→ PROBLEMS AND TASKS
A) Which measures does the engineered heart tissue abstract say were analyzed on the entrained parts of the trace? List them all.
B) In the engineered heart tissue abstract, how many hearts were in the constant contraction block group?
C) Could you carry the engineered heart tissue abstract forward from its final sentence?

→ EXTRACT TO READ
┄┄┄┄┄┄
The therapeutic effect of engineered heart tissues (EHTs) is only at its full potential once the EHTs integrate into the native myocardium, and thus electrically and/or mechanically couple. However, the electromechanical coupling of EHTs with the host remains a challenge. The electromechanical cues of the heart might be crucial for EHTs to mechano-electrically couple and this might be especially true for the first couple of hours post-implantation (acute phase), which, to our knowledge, has not been studied.
The aim is to investigate whether small EHTs show signs of mechanical and/or electrical coupling during the acute implantation phase.
Small EHTs consisted of a recombinant collagen hydrogel disc (6 mm x 300 µm thick) with commercial human induced pluripotent stem cell derived cardiomyocytes (hiPSC-CMs) (ICell2 CDI) seeded on top (<50.000 cells). Hearts of healthy male NZW rabbits were excised under anaesthesia (0.5 ml/kg euthatal with 500U heparin) and prepared for Langendorff perfusion. Blebbistatin was used to block contraction before implanting Cal520-AM loaded EHTs underneath the epicardium. To measure the effect of ventricular contraction, a balloon was inserted into the left ventricle (LV) and hearts were divided into two groups: 1) constant contraction block (CB) using blebbistatin (N=9 hearts) and 2) graded levels of contraction (GC) achieved by washing off the blebbistatin (N=6). Calcium traces (CaT) were recorded alongside the ECG for approximately 30 seconds every 25 mins using a lightguide and traces were categorized into three timepoints post-implantation: Start (T=0), Early (T=20-50mins) and Late (T=70-100mins). The Rayleigh test (1,2) was used to detect potential entrainment based on the distribution of the phase differences between ECG R-wave and CaT. In recordings with significant tendency towards a single phase, runs of 5 or more CaT with delay from the previous R-wave within a 18ms window were considered entrained. Then, entrained parts of the trace were analysed on RR interval, CaT interval, time from the QRS to the CaT upstroke and the ECG:CaT ratio.
┄┄┄┄┄┄
Stored records:
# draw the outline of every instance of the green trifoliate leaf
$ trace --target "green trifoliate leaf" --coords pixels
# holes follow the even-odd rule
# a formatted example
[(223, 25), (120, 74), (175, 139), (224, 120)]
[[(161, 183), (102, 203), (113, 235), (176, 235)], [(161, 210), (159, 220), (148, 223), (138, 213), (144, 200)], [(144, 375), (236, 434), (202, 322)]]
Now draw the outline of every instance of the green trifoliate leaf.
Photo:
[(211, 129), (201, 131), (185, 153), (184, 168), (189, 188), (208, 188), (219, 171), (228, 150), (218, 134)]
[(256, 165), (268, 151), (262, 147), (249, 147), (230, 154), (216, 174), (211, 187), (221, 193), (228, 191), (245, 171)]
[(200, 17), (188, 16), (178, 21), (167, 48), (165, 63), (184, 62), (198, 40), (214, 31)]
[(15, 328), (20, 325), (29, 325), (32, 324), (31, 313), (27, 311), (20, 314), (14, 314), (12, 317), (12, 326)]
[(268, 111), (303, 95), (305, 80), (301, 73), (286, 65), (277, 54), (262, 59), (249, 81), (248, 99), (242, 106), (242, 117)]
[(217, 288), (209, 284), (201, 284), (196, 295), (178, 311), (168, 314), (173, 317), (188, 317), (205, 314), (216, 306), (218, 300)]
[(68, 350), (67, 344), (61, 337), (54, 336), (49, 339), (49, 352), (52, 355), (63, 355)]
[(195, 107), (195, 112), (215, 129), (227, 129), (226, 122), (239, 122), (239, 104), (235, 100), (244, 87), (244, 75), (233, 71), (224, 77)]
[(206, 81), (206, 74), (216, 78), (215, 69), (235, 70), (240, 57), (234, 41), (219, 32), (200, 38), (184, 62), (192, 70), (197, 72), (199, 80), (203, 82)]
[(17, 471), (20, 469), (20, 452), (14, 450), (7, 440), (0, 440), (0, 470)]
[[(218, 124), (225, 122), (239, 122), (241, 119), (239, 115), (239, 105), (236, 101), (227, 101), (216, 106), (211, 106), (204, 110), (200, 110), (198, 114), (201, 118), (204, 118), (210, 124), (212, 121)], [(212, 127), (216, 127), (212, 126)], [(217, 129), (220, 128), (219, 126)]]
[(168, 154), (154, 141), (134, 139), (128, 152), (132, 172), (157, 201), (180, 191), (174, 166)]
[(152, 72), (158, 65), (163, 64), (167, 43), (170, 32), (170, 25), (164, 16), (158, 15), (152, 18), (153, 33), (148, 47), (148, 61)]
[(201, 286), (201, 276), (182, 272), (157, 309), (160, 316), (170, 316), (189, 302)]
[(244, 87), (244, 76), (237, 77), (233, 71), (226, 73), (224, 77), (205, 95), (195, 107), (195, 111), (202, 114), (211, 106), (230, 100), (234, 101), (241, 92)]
┄┄┄┄┄┄
→ RESPONSE LIST
A)
RR interval
CaT interval
Time from the QRS to the CaT upstroke
ECG:CaT ratio

B) Nine hearts (N=9).

C)
CaT could be recorded for multiple hours post-implantation. Contraction was 1.0±0.3% (mean±SD) in the presence of blebbistatin and increased after wash-out to 34.3±20.3% and 85.2±13.3% in the Early and Late groups, respectively (GC group only). The Rayleigh test showed significant result for some traces (12/65 [18.5%] for CB and 11/35 [31.4%] for GC) and this was equally divided between Early and Late timepoints. Furthermore, it appeared that entrainment occurred intermittently (Figure 1). Further analysis of entrained trace selections did not show a 1:1 coupling with the heart but often 1:3 or 1:4 and occasionally 1:2, indicating that the human EHTs could not follow the fast intrinsic rate of the rabbit heart.
These data indicate that EHTs show periodic entrainment when engrafted into myocardium in the first hours post-implantation. Entrainment was seen in absence of contraction and therefore contraction seemed not essential. One potential underlying mechanism could be ephaptic coupling and this hypothesis is currently being tested using a mathematical model. The early phase coupling indicated here may be important for the long-term survival and therapeutic potential of EHTs.